» EXCERPT TO READ:
··········

# LGB Moguls #4, #8 and #9 ?



## Pete Thornton (Jan 2, 2008)

My son was antiquing in manassas VA this last weekend and sent me this pic. Seems to be a bunch of LGB Moguls.










Here's a close up of the locos on the top shelf - the one on the running track below is a #9.










I didn't know they made so many variants.

P.S. If anyone wants to know, I can ask him where they are!


----------



## chuck n (Jan 2, 2008)

Pete:

I have five different Moguls. Some are original and some have been heavily modified.

Chuck


----------



## CliffyJ (Apr 29, 2009)

Mine is #6. No spark arrestor on the stack. 

I feel left out.


----------



## Garratt (Sep 15, 2012)

Dan Pierce has a (near) complete list of all the variants of the LGB Mogul below: 
They made quite a few C&S models.

··········

» GIVEN RECORDS:
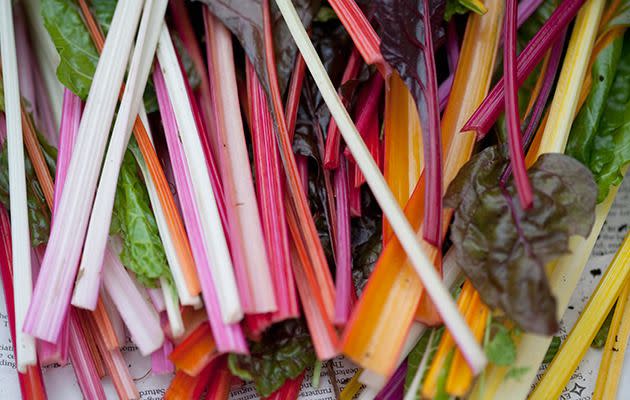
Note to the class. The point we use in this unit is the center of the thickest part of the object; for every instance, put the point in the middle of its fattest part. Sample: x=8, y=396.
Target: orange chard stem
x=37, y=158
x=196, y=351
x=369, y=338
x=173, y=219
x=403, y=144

··········

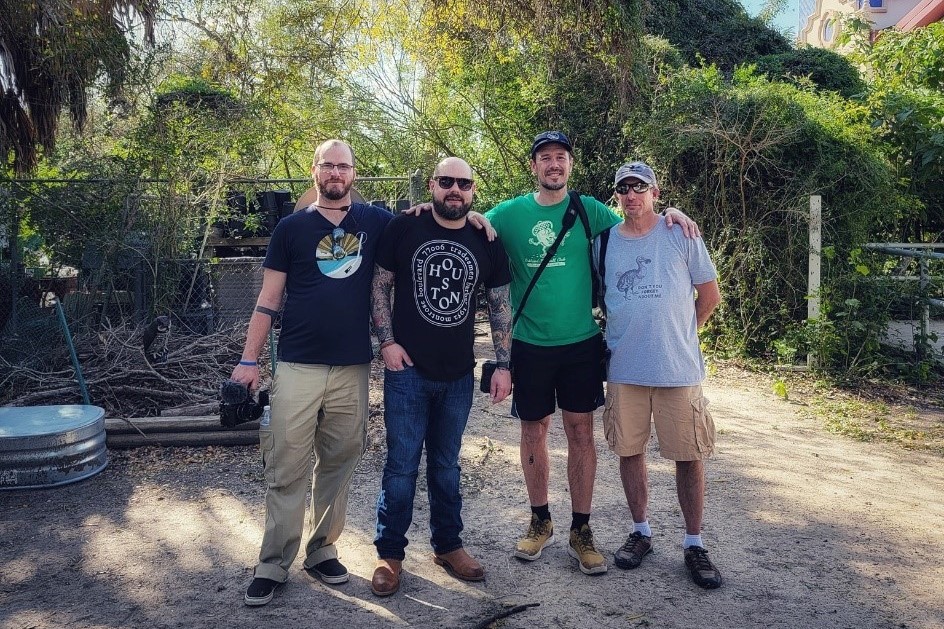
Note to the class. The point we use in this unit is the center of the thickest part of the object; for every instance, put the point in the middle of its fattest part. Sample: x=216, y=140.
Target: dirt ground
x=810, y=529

··········

» WORK TO COMPLETE:
[1] Reproduce the LGB Mogul thread word for word, beginning at the words "Mine is #6." and stopping after the words "few C&S models.".
[2] Transcribe without alteration the lines of the rows that begin at the line containing "Sample: x=216, y=140." and end after the line containing "x=810, y=529".
The rows are unrelated to the LGB Mogul thread.

» ANSWERS BELOW:
[1]
Mine is #6. No spark arrestor on the stack. 

I feel left out.


----------



## Garratt (Sep 15, 2012)

Dan Pierce has a (near) complete list of all the variants of the LGB Mogul below: 
They made quite a few C&S models.

[2]
Note to the class. The point we use in this unit is the center of the thickest part of the object; for every instance, put the point in the middle of its fattest part. Sample: x=216, y=140.
Target: dirt ground
x=810, y=529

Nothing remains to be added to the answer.